= What you are asked to do =
Only the lines from the one containing "Write each point like <point>36,1</point>." through the one containing "Write each point like <point>33,4</point>." should be printed, exactly as they appear below, with both ends included.
Material provided Start Marker
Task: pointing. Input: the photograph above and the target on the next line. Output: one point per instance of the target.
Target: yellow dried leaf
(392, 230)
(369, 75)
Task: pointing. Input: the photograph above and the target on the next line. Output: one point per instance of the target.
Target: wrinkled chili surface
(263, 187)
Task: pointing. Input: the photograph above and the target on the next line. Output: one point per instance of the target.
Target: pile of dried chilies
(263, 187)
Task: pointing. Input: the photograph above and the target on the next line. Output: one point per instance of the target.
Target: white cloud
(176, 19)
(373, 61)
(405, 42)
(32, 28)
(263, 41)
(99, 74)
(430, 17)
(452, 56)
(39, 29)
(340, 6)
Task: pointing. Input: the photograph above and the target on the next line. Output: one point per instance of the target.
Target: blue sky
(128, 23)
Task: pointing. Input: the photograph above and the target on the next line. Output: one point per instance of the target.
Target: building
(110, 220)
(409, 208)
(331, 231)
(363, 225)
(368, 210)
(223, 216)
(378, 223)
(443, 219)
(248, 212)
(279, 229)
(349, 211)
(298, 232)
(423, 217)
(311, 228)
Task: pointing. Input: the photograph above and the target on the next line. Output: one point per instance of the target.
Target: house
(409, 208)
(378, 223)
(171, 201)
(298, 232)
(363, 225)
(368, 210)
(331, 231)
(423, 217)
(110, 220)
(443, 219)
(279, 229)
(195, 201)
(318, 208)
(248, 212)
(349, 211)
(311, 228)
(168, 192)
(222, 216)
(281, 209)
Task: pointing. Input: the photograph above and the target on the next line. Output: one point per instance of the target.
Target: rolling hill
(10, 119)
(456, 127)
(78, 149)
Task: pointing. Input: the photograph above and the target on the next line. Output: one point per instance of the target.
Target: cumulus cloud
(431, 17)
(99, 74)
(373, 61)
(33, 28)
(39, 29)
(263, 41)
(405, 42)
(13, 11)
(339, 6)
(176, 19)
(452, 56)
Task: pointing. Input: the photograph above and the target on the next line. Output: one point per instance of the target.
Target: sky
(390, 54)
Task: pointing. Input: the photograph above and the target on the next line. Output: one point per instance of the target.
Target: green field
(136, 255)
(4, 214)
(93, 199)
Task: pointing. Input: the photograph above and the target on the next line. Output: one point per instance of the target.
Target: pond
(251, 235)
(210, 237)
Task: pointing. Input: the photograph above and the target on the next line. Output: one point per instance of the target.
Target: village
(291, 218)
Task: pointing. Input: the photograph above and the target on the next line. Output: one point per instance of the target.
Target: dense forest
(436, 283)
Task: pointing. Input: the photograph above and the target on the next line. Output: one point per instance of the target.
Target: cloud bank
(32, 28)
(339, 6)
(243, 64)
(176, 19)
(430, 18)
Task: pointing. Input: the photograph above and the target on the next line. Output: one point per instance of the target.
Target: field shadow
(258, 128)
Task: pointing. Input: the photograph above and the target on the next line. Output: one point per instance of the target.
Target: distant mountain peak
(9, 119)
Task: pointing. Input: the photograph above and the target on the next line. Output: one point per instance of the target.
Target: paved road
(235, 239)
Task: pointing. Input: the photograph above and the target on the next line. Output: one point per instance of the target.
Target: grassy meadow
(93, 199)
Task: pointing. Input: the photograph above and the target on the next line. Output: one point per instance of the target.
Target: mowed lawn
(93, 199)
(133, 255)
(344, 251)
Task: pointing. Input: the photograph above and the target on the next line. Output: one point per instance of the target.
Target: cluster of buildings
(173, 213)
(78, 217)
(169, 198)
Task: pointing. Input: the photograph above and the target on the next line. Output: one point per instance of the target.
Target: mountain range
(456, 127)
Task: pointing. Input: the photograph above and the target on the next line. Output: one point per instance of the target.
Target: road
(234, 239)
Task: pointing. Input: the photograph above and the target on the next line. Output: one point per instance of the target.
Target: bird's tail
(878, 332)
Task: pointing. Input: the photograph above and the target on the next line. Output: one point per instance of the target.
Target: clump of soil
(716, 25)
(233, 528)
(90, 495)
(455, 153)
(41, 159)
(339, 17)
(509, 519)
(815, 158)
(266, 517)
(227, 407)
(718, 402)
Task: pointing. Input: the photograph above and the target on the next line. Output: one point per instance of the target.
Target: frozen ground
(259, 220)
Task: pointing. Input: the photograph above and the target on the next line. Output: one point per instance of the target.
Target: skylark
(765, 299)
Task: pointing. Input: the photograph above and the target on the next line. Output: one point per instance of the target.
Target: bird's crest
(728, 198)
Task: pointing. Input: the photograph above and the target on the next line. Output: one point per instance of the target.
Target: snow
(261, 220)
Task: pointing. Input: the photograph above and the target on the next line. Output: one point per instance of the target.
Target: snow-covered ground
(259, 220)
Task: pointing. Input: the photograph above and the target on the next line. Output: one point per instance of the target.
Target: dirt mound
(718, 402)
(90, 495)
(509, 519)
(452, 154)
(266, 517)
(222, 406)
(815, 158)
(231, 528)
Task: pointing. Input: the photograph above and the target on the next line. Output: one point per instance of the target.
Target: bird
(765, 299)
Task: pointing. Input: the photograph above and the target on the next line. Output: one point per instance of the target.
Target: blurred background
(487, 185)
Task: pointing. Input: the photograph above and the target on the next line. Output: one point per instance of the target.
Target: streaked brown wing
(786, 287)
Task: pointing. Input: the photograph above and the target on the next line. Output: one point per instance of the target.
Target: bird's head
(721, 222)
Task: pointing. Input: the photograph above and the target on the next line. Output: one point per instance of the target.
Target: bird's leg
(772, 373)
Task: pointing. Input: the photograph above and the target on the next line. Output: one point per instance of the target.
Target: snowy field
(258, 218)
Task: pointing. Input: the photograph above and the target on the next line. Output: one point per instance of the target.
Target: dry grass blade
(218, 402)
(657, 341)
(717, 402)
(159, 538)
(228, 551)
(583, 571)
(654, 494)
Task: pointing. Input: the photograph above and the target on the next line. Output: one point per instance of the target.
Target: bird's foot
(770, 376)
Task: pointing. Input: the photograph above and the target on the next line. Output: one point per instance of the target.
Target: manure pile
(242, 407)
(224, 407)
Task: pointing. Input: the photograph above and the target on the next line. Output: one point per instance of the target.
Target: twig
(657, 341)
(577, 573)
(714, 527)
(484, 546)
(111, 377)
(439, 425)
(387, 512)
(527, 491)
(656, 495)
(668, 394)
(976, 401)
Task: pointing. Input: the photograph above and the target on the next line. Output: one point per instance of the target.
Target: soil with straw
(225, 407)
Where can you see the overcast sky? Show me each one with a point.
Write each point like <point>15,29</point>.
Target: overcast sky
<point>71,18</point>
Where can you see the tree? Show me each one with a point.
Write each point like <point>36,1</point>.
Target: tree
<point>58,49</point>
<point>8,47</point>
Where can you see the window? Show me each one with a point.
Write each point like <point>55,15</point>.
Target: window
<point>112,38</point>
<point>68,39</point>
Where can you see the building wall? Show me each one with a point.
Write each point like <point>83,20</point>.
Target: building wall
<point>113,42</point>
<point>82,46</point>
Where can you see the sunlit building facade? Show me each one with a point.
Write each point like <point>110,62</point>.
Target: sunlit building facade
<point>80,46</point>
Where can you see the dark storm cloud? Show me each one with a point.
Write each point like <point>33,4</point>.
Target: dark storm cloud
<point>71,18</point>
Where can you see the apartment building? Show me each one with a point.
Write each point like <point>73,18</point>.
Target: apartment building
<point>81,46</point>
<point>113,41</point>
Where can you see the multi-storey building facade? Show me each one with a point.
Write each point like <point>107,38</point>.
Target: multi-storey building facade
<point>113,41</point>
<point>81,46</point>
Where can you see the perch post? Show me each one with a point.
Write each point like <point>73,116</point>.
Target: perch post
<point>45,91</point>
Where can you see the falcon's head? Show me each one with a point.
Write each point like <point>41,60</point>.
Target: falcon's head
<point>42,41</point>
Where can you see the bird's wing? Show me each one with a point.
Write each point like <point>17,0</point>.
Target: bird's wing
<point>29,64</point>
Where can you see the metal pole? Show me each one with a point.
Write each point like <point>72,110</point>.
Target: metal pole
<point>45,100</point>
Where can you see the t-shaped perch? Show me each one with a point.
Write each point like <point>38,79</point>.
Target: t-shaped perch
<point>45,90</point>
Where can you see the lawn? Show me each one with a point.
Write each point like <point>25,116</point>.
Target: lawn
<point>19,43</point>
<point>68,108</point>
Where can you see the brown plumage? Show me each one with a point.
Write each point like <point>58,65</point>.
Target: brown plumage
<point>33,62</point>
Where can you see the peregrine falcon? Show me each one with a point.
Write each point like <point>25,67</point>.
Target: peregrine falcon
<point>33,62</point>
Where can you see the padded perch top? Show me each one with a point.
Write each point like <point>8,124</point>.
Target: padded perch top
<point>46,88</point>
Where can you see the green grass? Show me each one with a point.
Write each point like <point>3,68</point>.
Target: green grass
Material provided End Marker
= Response to this exercise =
Write each point like <point>36,1</point>.
Target: tree
<point>58,49</point>
<point>8,47</point>
Where can you see the window? Show me each one with a point.
Write each point like <point>55,15</point>.
Target: window
<point>112,38</point>
<point>68,39</point>
Where can you see the building wall? Show me each one with a point.
Write each point like <point>83,20</point>.
Target: building wall
<point>113,42</point>
<point>82,46</point>
Where can you see the sunlit building facade? Show me each one with a point.
Write each point like <point>110,62</point>.
Target: sunlit building facade
<point>80,46</point>
Where can you see the dark storm cloud? Show me each one with a point.
Write each point like <point>33,4</point>.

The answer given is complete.